**Written exercise**
Each entry below should be written out exactly as it is, with no pictures.

**Record excerpts**

########################################

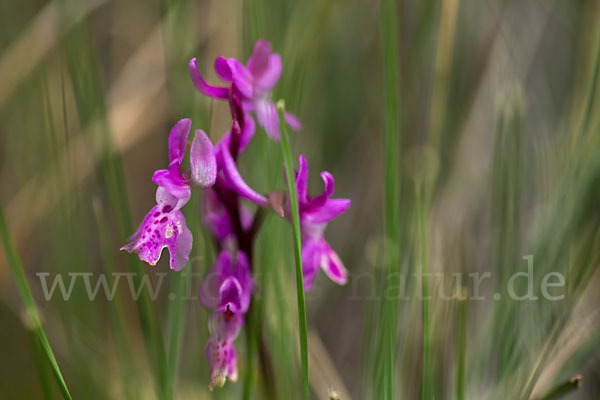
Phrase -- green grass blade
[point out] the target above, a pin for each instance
(461, 345)
(386, 358)
(291, 181)
(32, 312)
(563, 389)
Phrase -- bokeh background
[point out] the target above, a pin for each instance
(466, 133)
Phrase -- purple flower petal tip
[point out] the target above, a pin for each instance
(202, 160)
(223, 362)
(178, 140)
(163, 226)
(202, 86)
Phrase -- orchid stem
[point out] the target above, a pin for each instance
(289, 171)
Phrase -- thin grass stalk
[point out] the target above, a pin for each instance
(461, 345)
(175, 327)
(422, 249)
(250, 350)
(91, 107)
(291, 181)
(563, 389)
(115, 306)
(40, 362)
(30, 307)
(387, 360)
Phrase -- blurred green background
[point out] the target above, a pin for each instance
(466, 133)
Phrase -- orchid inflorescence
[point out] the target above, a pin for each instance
(228, 288)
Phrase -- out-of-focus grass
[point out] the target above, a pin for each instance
(470, 127)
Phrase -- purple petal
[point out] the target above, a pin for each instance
(174, 185)
(242, 78)
(223, 69)
(331, 209)
(302, 180)
(311, 258)
(268, 79)
(202, 160)
(266, 113)
(329, 188)
(292, 121)
(244, 277)
(333, 266)
(247, 134)
(162, 227)
(202, 86)
(233, 178)
(178, 140)
(225, 326)
(222, 360)
(230, 293)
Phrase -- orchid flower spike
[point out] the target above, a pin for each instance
(227, 291)
(164, 226)
(254, 81)
(315, 213)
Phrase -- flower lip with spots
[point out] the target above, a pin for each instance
(164, 226)
(315, 213)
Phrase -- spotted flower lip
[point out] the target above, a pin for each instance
(165, 226)
(315, 213)
(222, 360)
(255, 81)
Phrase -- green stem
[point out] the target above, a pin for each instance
(422, 240)
(461, 334)
(32, 312)
(291, 181)
(564, 388)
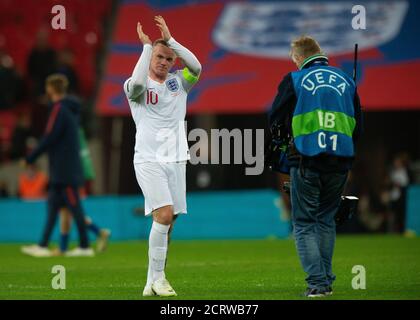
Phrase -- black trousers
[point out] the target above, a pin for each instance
(64, 196)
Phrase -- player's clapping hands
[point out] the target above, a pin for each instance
(160, 22)
(144, 38)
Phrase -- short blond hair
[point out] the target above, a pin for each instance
(58, 82)
(304, 46)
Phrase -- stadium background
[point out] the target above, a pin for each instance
(244, 56)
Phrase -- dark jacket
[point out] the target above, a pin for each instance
(61, 141)
(282, 112)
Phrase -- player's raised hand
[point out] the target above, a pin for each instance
(160, 22)
(144, 38)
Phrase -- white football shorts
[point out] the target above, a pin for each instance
(163, 184)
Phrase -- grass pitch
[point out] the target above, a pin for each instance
(240, 269)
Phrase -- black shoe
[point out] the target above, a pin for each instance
(328, 292)
(315, 293)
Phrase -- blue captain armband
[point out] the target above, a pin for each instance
(190, 77)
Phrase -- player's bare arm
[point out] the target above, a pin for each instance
(189, 59)
(136, 85)
(144, 38)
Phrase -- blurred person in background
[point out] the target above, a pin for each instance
(32, 183)
(102, 235)
(61, 141)
(42, 61)
(21, 133)
(11, 83)
(65, 66)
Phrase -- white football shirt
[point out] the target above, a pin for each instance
(159, 114)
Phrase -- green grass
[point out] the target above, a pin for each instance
(247, 269)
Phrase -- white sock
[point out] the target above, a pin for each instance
(149, 274)
(158, 246)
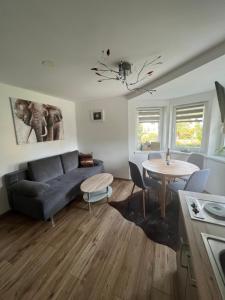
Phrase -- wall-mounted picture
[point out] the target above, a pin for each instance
(97, 115)
(35, 122)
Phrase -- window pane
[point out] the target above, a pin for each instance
(189, 134)
(148, 123)
(189, 126)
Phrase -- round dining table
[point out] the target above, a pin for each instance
(168, 172)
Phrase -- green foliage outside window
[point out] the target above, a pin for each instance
(189, 134)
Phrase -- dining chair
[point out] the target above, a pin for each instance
(154, 155)
(196, 183)
(196, 159)
(144, 183)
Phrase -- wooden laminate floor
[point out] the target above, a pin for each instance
(84, 257)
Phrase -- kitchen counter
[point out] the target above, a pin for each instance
(207, 286)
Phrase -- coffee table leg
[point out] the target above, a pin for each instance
(163, 197)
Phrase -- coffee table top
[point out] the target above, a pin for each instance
(96, 183)
(176, 168)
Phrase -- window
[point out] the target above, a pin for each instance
(148, 128)
(188, 127)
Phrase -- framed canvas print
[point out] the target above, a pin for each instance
(97, 115)
(36, 122)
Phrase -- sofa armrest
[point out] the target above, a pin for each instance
(98, 162)
(29, 188)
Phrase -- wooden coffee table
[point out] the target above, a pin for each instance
(96, 188)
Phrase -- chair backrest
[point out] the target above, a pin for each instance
(197, 181)
(196, 159)
(154, 155)
(136, 175)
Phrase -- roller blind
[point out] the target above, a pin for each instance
(148, 115)
(190, 113)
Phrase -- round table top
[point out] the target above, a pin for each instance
(176, 168)
(96, 183)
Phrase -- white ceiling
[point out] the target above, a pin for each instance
(197, 81)
(72, 33)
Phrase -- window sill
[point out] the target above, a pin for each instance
(217, 158)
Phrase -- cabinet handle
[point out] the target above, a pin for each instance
(191, 277)
(184, 247)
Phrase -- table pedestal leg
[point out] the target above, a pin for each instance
(163, 198)
(89, 203)
(107, 191)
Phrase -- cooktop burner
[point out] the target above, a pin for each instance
(206, 211)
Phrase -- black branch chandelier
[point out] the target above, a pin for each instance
(124, 70)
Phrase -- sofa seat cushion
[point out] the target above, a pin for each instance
(29, 188)
(45, 169)
(70, 161)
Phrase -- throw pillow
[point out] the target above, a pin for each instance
(86, 160)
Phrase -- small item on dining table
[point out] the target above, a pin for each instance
(168, 156)
(86, 160)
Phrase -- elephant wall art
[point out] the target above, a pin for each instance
(36, 122)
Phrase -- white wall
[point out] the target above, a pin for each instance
(13, 156)
(108, 140)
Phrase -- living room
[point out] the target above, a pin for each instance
(86, 212)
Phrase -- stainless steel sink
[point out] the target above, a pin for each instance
(215, 247)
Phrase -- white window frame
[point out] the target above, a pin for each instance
(161, 119)
(203, 147)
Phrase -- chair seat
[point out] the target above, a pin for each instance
(151, 183)
(176, 186)
(185, 178)
(154, 176)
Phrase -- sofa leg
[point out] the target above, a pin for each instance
(53, 222)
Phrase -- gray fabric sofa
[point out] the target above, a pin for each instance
(48, 184)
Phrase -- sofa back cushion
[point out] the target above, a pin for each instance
(45, 169)
(70, 161)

########################################

**Result**
Phrase -- green grass blade
[point out] the target above, a pin for each instance
(461, 345)
(386, 358)
(291, 181)
(32, 312)
(563, 389)
Phrase -- bokeh background
[point out] the target above, a pin for each instance
(466, 133)
Phrase -- purple flower petal tip
[point out] the target above, a pin for each instance
(202, 160)
(223, 362)
(178, 140)
(163, 226)
(202, 86)
Phrase -- orchid stem
[point out] the target above, a pin for each instance
(289, 171)
Phrase -- thin grass stalk
[point out] the target above, a pin for each instance
(461, 345)
(175, 327)
(422, 249)
(250, 350)
(91, 107)
(291, 181)
(563, 389)
(115, 306)
(40, 362)
(30, 307)
(387, 360)
Phrase -- blurred green background
[point out] the target above, a pin for each instance
(466, 133)
Phrase -- orchid inflorescence
[point out] the target above, a pin for each instance
(228, 288)
Phrase -- out-of-focus grass
[point out] the target above, a pin for each instance
(470, 127)
Phrase -- purple petal
[point out] the target above, a pin for each instance
(174, 185)
(242, 78)
(223, 69)
(331, 209)
(302, 180)
(311, 258)
(268, 79)
(202, 160)
(266, 113)
(329, 188)
(292, 121)
(244, 277)
(333, 266)
(247, 134)
(162, 227)
(202, 86)
(233, 178)
(178, 140)
(225, 326)
(222, 360)
(230, 293)
Phrase -- orchid flower spike
[point out] the target above, a pin for each instance
(227, 291)
(164, 226)
(254, 81)
(315, 213)
Phrase -- flower lip with spots
[point out] the target above, a pin for each instance
(164, 226)
(315, 213)
Phrase -- spotted flower lip
[point out] the target above, a pin for each instance
(165, 226)
(315, 213)
(222, 360)
(255, 81)
Phrase -- green stem
[point out] the target above, a pin for each instance
(422, 240)
(461, 334)
(32, 312)
(291, 181)
(564, 388)
Phrase -- black trousers
[point out] the target above, a pin for each instance
(64, 196)
Phrase -- player's clapping hands
[point out] the target above, a pin for each instance
(160, 22)
(144, 38)
Phrase -- short blond hair
[point out] the target above, a pin for each instance
(58, 82)
(304, 46)
Phrase -- stadium background
[point out] the target above, a pin for each instance
(244, 56)
Phrase -- dark jacket
[point out] the target above, a pin for each instance
(61, 141)
(282, 112)
Phrase -- player's raised hand
[point out] the target above, a pin for each instance
(160, 22)
(144, 38)
Phrase -- white football shorts
[point out] the target above, a pin for each instance
(163, 184)
Phrase -- grass pitch
[point out] the target above, a pin for each instance
(240, 269)
Phrase -- black shoe
[point out] the target above, a pin for each instance
(328, 292)
(315, 293)
Phrase -- blue captain armband
[point out] the target above, a pin for each instance
(190, 77)
Phrase -- player's bare arm
[point out] the target above, a pin for each instance
(189, 59)
(136, 85)
(144, 38)
Phrase -- blurred person in background
[point out] the target above, a pin for each instance
(32, 183)
(102, 235)
(61, 141)
(42, 61)
(21, 133)
(11, 83)
(65, 66)
Phrase -- white football shirt
[point out] the target above, a pin for each instance
(159, 114)
Phrase -- green grass
[point out] the target above, a pin for each instance
(247, 269)
Phrase -- white sock
[point out] the target above, a pin for each instance
(149, 274)
(158, 246)
Phrase -- wall-mounted picture
[point out] the target above, a pin for each instance
(97, 115)
(35, 122)
Phrase -- window pane
[point out] the target above, a pin for each instance
(189, 134)
(148, 123)
(189, 126)
Phrase -- round dining table
[point out] the target above, a pin for each instance
(168, 172)
Phrase -- green foliage outside window
[point out] the target above, a pin for each instance
(189, 134)
Phrase -- dining chair
[point out] the target above, a pin for each instance
(154, 155)
(196, 183)
(196, 159)
(144, 183)
Phrase -- wooden laminate floor
[point out] the target above, a pin for each instance
(84, 257)
Phrase -- kitchen counter
[point out] the target above, a pin for each instance
(207, 286)
Phrase -- coffee table leg
[point out] the target above, a pin for each instance
(163, 197)
Phrase -- coffee table top
[point out] the target above, a pin for each instance
(96, 183)
(176, 168)
Phrase -- window
[point out] the target above, a pin for each instance
(148, 128)
(188, 127)
Phrase -- framed canvas print
[point out] the target above, a pin for each instance
(97, 115)
(36, 122)
Phrase -- sofa armrest
[point out] the target above, a pin for each instance
(98, 162)
(29, 188)
Phrase -- wooden coffee table
[point out] the target above, a pin for each instance
(96, 188)
Phrase -- chair backrest
[point out] the target above, a pin for each instance
(197, 181)
(196, 159)
(154, 155)
(136, 175)
Phrase -- roller blind
[point out] the target above, a pin for each instance
(148, 115)
(190, 113)
Phrase -- round table top
[point out] the target above, a pin for each instance
(176, 168)
(96, 183)
Phrase -- white ceiling
[point out] the target above, a pin for each instance
(197, 81)
(72, 33)
Phrase -- window sill
[point out] the target above, a pin for each instance
(217, 158)
Phrase -- cabinet handle
[point out] the target above, a pin for each instance
(191, 277)
(184, 247)
Phrase -- table pedestal leg
[point out] the target above, a pin for each instance
(163, 198)
(89, 203)
(107, 191)
Phrase -- cooktop burner
[point out] the target above, a pin for each instance
(206, 211)
Phrase -- black branch chandelier
[point out] the target above, a pin for each instance
(124, 70)
Phrase -- sofa seat cushion
[point out] the target above, a pin for each instance
(29, 188)
(45, 169)
(70, 161)
Phrase -- throw pillow
[point out] the target above, a pin for each instance
(86, 160)
Phrase -- small item on dining table
[point out] the target above, a pin for each instance
(168, 156)
(86, 160)
Phrase -- elephant wall art
[point out] the target above, a pin for each instance
(36, 122)
Phrase -- white wall
[point out] the target above, a pin for each instance
(13, 156)
(108, 140)
Phrase -- living room
[point out] the target above, a pin for each instance
(86, 212)
Phrase -- stainless steel sink
[point out] the target above, a pin for each instance
(215, 247)
Phrase -- white window frame
[point out] the target above, a pin for each instance
(161, 119)
(203, 147)
Phrase -- chair seat
[point out] the target above, a pin for each instance
(151, 183)
(176, 186)
(185, 178)
(154, 176)
Phrase -- sofa leg
[point out] the target above, a pin for each instance
(53, 222)
Phrase -- gray fabric sofa
[point out] the target above, a pin for each instance
(48, 184)
Phrase -- sofa back cushion
[point out] the target above, a pin for each instance
(45, 169)
(70, 161)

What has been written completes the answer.